Photo-based referring expression data:

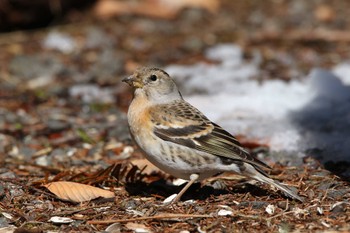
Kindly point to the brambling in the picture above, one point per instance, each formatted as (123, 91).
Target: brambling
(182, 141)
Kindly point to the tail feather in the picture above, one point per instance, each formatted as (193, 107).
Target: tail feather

* [YOUR OBJECTIVE]: Give the count of lines in the records that contain "instance", and no other text.

* [EXERCISE RESULT]: 2